**Written exercise A**. In the lens forum thread, within what range does Radiating say focal length is typically rounded?
**Written exercise B**. Go on with the lens forum thread, starting after its final post.

**Excerpted text**.
All the same the 16-35mm f/2.8L (version I) is reported to be wider that 16-35mm f/2.8L II.


----------



## EvilTed (Jan 5, 2013)

This happens with the 24-70 F/2.8 II and the 70-200 F/2.8 II.

Details here:

http://www.the-digital-picture.com/Reviews/Canon-EF-24-70mm-f-2.8-L-II-USM-Lens-Review.aspx

ET


----------



## Radiating (Jan 5, 2013)

Focal length is rated at INFINITY and on top of that focal length is typically rounded within a range of +/- 7%

Canon usually only rounds a little on most pro lenses. 

Your photos are the result of focus breathing from the two different lens designs though. Focus breathing as mentioned earlier can have a huge effect, resulting in 135mm @ 200mm at MFD.


----------



## lodgepole (Jan 5, 2013)

A bit off topic, but I'm also very curious about the apparent large differences in the depth of field of the two lenses. In both images, the 24-70 f4 seems to have much more DOF. Is this common between two lenses at the same focal length and aperture?


----------



## Drizzt321 (Jan 5, 2013)

lodgepole said:


> A bit off topic, but I'm also very curious about the apparent large differences in the depth of field of the two lenses. In both images, the 24-70 f4 seems to have much more DOF. Is this common between two lenses at the same focal length and aperture?



In part, it's due to the FoV seeming to be a bit less on the 70-200, but also very likely due to f/2.8 vs f/4. The larger the aperture (smaller f-number), generally the shallower DoF. Also influencing that is distance from lens to subject, distance between subject and background/foreground.


----------



## Marsu42 (Jan 5, 2013)

EvilTed said:


> This happens with the 24-70 F/2.8 II and the 70-200 F/2.8 II.



... imho in this case it's a rather severe difference, because a) given the short zoom range a few mm more or less do make a difference, esp. a difference on the wide end matters and b) the sharpness is always compared the "wide end", but in reality it should be like 24mm mk2 vs 26mm mk1 which might make some sharpness difference.


----------



## lodgepole (Jan 5, 2013)

Drizzt321 said:


> lodgepole said:
> 
> 
> > A bit off topic, but I'm also very curious about the apparent large differences in the depth of field of the two lenses. In both images, the 24-70 f4 seems to have much more DOF. Is this common between two lenses at the same focal length and aperture?
> ...



Apparently they were all shot at f4, though. I suspect much of the difference in DOF is due to a different vantage point relative to the fence, and due to focusing on the closer flowers with the 24-70 vs. focusing on the plant in the background with the 70-200.


----------



## TexPhoto (Jan 5, 2013)

It's both. The 70mm is an approximation on both. 

One thing you could do is shoot similar sets of photos, but shoot a mountain, or something a mile away or so. Thus the issue of lens size will not matter. 

Oh and you may also notice the lenses will zoom a little when focused. So even the same lens is not the same focal length exactly at it's closest vs. infinity focus. This is called focus breathing.

Oh, and it's not "<>" it's "!=". != means not equal. -Of course this is the internet, so some people will argue about this, rather than the real topic.


----------



## Drizzt321 (Jan 5, 2013)

lodgepole said:


> Drizzt321 said:
> 
> 
> > lodgepole said:
> ...



Ah, whoops, missed that part in the OP.

**Extracted material**.
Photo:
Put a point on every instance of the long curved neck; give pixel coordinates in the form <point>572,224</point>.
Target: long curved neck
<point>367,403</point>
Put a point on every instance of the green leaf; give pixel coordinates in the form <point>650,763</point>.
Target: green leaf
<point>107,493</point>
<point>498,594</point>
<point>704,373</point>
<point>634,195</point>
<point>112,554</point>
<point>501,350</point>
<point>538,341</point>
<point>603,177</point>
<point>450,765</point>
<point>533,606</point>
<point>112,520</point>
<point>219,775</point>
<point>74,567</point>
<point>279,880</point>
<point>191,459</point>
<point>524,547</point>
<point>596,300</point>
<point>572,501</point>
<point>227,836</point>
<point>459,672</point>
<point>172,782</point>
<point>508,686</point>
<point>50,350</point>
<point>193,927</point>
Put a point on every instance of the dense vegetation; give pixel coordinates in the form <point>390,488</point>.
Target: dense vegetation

**Final result A**. Within a range of +/- 7%.

**Final result B**.
----------



## bbb34 (Jan 5, 2013)

TexPhoto said:


> [...]
> 
> Oh, and it's not "><" it's "!=". != means not equal.



Actually it is "≠". Just in case that one cannot find it on ones keyboard, there are a few more or less common alternatives, including "<>".

See http://en.wikipedia.org/wiki/Equals_sign#Not_equal .


----------



## Drizzt321 (Jan 6, 2013)

bbb34 said:


> TexPhoto said:
> 
> 
> > [...]
> ...



I was actually going to just thank the OP for using the programmer/mathematical 'not equals' the way he did


----------



## AudioGlenn (Jan 6, 2013)

I've noticed this too when comparing my 24-70 II and 70-200 IS II


----------



## MintMark (Jan 6, 2013)

Ray2021 said:


> scottkinfw said:
> 
> 
> > In both instances, the image on the lower pic is larger. Did you measure from the focal plane of the camera?
> ...



Hmmmm.... I think it's true that focal length, along with sensor size, is the very definition of angle of view (for a rectilinear lens)... http://en.wikipedia.org/wiki/Angle_of_view.

The other explanations seem more plausible to me.


----------



## sandymandy (Jan 6, 2013)

You can also find this on the 35mm lenses. Samyang one was more like 37mm or such if i remember correctly. Afterall a few mm difference can have a big difference for example compare 24mm and 28mm. Just 4 mm but u can see the difference. I think its not about cheating but just the rules of physics.
Would be really confusing if we had lenses like "36.24mm" or "117.11" and such


----------



## EricPeeg (Jan 6, 2013)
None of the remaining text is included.